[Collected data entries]
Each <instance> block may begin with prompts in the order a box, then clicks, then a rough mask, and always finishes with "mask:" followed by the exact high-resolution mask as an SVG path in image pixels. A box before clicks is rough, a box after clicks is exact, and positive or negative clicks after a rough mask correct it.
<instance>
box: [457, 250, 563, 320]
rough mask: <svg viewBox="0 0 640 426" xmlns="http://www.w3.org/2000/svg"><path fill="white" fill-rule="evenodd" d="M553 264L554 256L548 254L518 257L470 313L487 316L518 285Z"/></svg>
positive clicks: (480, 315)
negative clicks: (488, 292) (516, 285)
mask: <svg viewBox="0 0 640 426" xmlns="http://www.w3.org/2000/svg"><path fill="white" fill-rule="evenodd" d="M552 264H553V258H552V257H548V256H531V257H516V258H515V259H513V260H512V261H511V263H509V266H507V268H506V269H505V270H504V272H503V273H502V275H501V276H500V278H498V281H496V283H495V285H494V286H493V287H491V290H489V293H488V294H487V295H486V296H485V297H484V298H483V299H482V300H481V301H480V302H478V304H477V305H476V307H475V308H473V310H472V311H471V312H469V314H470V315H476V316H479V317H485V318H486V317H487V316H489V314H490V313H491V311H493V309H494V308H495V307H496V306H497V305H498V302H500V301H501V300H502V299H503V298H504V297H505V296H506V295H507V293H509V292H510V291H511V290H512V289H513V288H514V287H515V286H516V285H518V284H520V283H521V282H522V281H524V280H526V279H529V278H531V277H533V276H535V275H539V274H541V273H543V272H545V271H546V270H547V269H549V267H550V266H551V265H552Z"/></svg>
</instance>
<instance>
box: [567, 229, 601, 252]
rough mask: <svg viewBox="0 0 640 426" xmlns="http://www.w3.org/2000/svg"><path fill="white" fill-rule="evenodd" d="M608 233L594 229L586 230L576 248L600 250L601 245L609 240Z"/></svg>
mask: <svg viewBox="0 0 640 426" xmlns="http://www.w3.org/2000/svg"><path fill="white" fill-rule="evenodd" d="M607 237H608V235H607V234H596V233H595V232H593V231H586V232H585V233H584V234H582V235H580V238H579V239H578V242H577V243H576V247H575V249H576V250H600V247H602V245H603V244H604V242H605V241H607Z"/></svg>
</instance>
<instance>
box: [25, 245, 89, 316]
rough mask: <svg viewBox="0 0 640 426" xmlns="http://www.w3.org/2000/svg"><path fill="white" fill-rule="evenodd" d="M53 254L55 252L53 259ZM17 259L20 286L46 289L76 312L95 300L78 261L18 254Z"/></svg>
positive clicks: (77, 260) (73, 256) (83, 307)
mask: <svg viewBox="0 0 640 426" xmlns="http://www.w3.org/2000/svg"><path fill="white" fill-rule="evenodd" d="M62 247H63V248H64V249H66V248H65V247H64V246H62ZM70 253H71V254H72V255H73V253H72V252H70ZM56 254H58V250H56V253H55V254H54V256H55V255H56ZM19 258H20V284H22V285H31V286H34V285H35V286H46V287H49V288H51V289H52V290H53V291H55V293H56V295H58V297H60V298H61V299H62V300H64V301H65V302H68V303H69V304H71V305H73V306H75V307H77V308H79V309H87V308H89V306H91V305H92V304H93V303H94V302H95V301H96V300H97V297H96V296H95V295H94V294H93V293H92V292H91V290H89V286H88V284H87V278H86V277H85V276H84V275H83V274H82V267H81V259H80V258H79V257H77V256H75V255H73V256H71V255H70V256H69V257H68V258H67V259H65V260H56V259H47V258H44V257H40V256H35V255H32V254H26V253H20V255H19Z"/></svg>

#### [Directions]
Copy all of the rows above line for line, changing no character.

#### [Expected answer]
Each <instance> block may begin with prompts in the order a box, then clicks, then a rough mask, and always finishes with "mask:" followed by the exact high-resolution mask as an SVG path in image pixels. A box before clicks is rough, a box after clicks is exact, and positive or negative clicks after a rough mask correct it.
<instance>
box: [457, 250, 563, 320]
rough mask: <svg viewBox="0 0 640 426" xmlns="http://www.w3.org/2000/svg"><path fill="white" fill-rule="evenodd" d="M553 264L554 256L548 254L518 257L470 313L487 316L518 285Z"/></svg>
positive clicks: (480, 315)
negative clicks: (488, 292) (516, 285)
mask: <svg viewBox="0 0 640 426" xmlns="http://www.w3.org/2000/svg"><path fill="white" fill-rule="evenodd" d="M552 264H553V258H552V257H548V256H531V257H516V258H515V259H513V260H512V261H511V263H509V266H507V268H506V269H505V270H504V272H503V273H502V275H501V276H500V278H498V281H496V283H495V285H494V286H493V287H491V290H489V293H488V294H487V295H486V296H485V297H484V298H483V299H482V300H481V301H480V302H478V304H477V305H476V307H475V308H473V310H472V311H471V312H469V314H470V315H476V316H479V317H485V318H486V317H487V316H489V314H490V313H491V311H493V309H494V308H495V307H496V306H497V305H498V302H500V301H501V300H502V299H503V298H504V297H505V296H506V295H507V293H509V292H510V291H511V290H512V289H513V288H514V287H515V286H516V285H518V284H520V283H521V282H522V281H524V280H526V279H529V278H531V277H533V276H535V275H539V274H541V273H543V272H545V271H546V270H547V269H549V267H550V266H551V265H552Z"/></svg>
</instance>
<instance>
box: [567, 229, 601, 252]
rough mask: <svg viewBox="0 0 640 426" xmlns="http://www.w3.org/2000/svg"><path fill="white" fill-rule="evenodd" d="M608 233L594 229L586 230L576 248L600 250L601 245L609 240Z"/></svg>
mask: <svg viewBox="0 0 640 426" xmlns="http://www.w3.org/2000/svg"><path fill="white" fill-rule="evenodd" d="M607 237H608V235H607V234H596V233H595V232H593V231H586V232H585V233H584V234H582V235H580V238H579V239H578V242H577V243H576V247H575V249H576V250H600V247H602V245H603V244H604V242H605V241H607Z"/></svg>
</instance>
<instance>
box: [25, 245, 89, 316]
rough mask: <svg viewBox="0 0 640 426" xmlns="http://www.w3.org/2000/svg"><path fill="white" fill-rule="evenodd" d="M53 254L55 252L53 259ZM17 259L20 286L46 289L76 312L95 300L78 261L18 254Z"/></svg>
positive clicks: (77, 260) (73, 256) (83, 307)
mask: <svg viewBox="0 0 640 426" xmlns="http://www.w3.org/2000/svg"><path fill="white" fill-rule="evenodd" d="M62 247H63V248H64V249H66V248H65V247H64V246H62ZM70 253H71V254H72V255H73V253H72V252H70ZM56 254H58V250H56V253H55V254H54V256H55V255H56ZM19 258H20V284H22V285H31V286H34V285H35V286H46V287H49V288H51V289H52V290H53V291H55V293H56V295H58V297H60V298H61V299H62V300H64V301H65V302H68V303H69V304H71V305H73V306H75V307H77V308H79V309H87V308H89V306H91V305H92V304H93V303H94V302H95V301H96V300H97V297H96V296H95V295H94V294H93V293H92V292H91V290H89V286H88V284H87V278H86V277H85V276H84V275H83V274H82V267H81V259H80V258H79V257H77V256H75V255H73V256H71V255H70V256H69V257H68V258H67V259H65V260H56V259H47V258H44V257H40V256H35V255H32V254H26V253H20V255H19Z"/></svg>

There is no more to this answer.